Brano »
Ci sono molte idee diverse su quale sia il modo migliore di affrontare una perdita: dai rituali religiosi all’individuazione delle cinque fasi del dolore alle nuove definizioni psichiatriche sul lutto “normale” e “patologico”. La verità è che ognuno ha il suo proprio modo di piangere una perdita ed i suoi tempi e ritmi per farlo.

Un amico può perdere un genitore e possono passare molti anni prima che egli sia di nuovo se stesso; un altro può piangere la perdita di un genitore e poi  recuperare il suo normale stato d’animo in pochi mesi. Un matrimonio durato molti anni può terminare e nonostante ciò ci si può sentire pronti a ricominciare mentre per la fine di una relazione durata appena un anno possono essere necessari mesi e mesi di solitudine prima di riprendersi. Non esistono due persone che “piangano” allo stesso modo ed ogni perdita è diversa. Non c’è modo di sapere in anticipo quale forma assumerà il proprio lutto: il processo emotivo del lutto segue una propria linea temporale che non può essere prevista con esattezza, è un processo legato alle caratteristiche di personalità di quell’individuo, al tipo di lutto, al momento di vita in cui avviene il lutto, alle condizioni sociali e ambientali di quel momento ecc.

Sforzarsi di non pensare a chi o cosa si è perso”, “cercare di sentirsi meglio” sono strategie che non fanno altro che spostare da un’altra parte la sofferenza: ad esempio non si può pensare alla persona cara che non c’è più ma poi ci si ritrova a piangere improvvisamente davanti ad un cartellone della pubblicità. Oppure alcune persone, dopo la fine di una relazione, iniziano immediatamente a frequentare altri potenziali partner per poi ritrovarsi a fare dei confronti sfavorevoli che li portano inevitabilmente a rifiutare la loro compagnia, compagnia che in un altro momento sarebbe stata adeguata, piacevole ed opportuna.

I sentimenti inespressi o soffocati non svaniscono mai nel nulla. Cercare di “andare avanti” prima di essere realmente pronti non fa che aumentare le oggettive difficoltà di riprendersi adeguatamente. Oltre a doversi occupare del “lavoro del lutto” si finisce con l’avere a che fare anche con i propri giudizi negativi relativi al modo di reagire ad esso (“non riesco a riprendermi”, “non sono più capace di sorridere”, “non dovrei stare così“): questa situazione finisce con il complicare lutto e con l’aggiungere sensi di colpa e recriminazioni ad un processo già difficile di per sé.

Consegna »
Indica, per favore, se ciascuna affermazione concorda con il brano sul lutto, rispondendo sì o no e citando alla lettera le parole decisive: (a) ognuno ha i propri tempi per piangere una perdita; (b) la linea temporale del lutto si può prevedere con esattezza; (c) i sentimenti soffocati finiscono per svanire. Le voci sono materiale a sé, separato dal brano sul lutto.

Dati di etichettatura con coordinate:
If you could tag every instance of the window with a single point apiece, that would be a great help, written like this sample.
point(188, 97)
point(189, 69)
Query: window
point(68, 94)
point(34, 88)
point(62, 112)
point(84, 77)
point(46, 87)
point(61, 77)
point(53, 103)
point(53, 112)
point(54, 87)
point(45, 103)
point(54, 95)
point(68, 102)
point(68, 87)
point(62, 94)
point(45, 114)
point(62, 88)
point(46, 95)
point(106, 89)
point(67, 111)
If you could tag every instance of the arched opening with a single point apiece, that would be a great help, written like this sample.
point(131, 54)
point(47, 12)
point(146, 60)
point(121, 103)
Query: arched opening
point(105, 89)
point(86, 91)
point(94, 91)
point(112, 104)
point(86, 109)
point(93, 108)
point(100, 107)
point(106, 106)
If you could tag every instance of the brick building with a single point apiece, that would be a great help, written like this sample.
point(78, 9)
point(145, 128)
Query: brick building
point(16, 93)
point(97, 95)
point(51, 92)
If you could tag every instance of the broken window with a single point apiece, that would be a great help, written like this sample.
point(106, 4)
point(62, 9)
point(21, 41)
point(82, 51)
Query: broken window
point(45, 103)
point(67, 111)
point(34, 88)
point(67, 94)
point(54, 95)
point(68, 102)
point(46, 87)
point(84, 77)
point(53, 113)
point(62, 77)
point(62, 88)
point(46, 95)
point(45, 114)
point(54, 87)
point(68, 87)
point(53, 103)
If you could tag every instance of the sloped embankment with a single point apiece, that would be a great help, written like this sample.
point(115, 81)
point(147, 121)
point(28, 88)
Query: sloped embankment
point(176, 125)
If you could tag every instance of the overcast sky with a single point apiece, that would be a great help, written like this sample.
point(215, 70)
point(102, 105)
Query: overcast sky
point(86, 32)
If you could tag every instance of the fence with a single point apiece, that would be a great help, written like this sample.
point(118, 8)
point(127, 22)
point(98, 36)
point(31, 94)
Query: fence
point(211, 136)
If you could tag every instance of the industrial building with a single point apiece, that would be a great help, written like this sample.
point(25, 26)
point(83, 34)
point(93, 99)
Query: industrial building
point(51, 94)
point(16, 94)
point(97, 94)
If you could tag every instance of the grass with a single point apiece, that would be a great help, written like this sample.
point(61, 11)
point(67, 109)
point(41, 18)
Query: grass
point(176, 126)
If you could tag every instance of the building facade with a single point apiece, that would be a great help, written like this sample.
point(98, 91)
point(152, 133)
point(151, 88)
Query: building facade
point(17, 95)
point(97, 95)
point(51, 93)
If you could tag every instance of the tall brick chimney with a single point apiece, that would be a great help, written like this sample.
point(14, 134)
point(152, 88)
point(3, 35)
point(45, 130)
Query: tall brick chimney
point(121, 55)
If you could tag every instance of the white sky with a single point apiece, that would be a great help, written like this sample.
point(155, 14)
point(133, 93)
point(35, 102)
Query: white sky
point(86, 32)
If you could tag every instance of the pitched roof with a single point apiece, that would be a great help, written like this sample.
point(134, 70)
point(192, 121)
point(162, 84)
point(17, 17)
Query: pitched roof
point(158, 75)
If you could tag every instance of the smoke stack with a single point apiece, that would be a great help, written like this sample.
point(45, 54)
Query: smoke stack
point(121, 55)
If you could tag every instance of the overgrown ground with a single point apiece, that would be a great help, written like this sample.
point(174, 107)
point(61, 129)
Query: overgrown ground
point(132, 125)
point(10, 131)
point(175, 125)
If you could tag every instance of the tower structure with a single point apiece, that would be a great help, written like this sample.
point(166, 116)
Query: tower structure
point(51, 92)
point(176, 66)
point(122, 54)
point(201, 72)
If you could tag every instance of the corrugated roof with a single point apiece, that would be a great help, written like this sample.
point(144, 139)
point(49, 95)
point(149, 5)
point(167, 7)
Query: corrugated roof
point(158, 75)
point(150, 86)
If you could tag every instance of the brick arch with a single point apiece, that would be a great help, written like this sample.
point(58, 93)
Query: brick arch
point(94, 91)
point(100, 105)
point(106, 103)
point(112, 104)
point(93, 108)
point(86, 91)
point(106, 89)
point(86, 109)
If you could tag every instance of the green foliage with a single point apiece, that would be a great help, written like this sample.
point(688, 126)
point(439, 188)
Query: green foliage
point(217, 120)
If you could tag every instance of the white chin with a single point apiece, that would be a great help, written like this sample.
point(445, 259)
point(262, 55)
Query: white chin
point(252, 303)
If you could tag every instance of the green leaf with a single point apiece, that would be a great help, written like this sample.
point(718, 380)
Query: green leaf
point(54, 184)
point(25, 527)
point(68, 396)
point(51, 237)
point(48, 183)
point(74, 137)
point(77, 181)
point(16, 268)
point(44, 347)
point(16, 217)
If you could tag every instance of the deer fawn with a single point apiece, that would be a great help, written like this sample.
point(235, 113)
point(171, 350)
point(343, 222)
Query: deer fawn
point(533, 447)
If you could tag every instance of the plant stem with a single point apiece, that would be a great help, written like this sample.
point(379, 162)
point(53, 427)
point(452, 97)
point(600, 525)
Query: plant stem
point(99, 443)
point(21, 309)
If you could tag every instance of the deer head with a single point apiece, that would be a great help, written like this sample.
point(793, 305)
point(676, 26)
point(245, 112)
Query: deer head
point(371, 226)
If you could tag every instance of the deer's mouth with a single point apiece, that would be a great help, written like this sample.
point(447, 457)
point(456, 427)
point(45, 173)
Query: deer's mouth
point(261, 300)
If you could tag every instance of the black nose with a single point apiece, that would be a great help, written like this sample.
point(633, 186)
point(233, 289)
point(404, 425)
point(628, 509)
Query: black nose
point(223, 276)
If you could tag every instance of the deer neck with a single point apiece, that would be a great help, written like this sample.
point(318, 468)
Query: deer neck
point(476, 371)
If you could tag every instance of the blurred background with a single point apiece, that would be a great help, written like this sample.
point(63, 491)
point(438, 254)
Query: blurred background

Risposta completa »
(a) Sì: "ognuno ha il suo proprio modo di piangere una perdita ed i suoi tempi e ritmi per farlo".
(b) No: "segue una propria linea temporale che non può essere prevista con esattezza".
(c) No: "I sentimenti inespressi o soffocati non svaniscono mai nel nulla."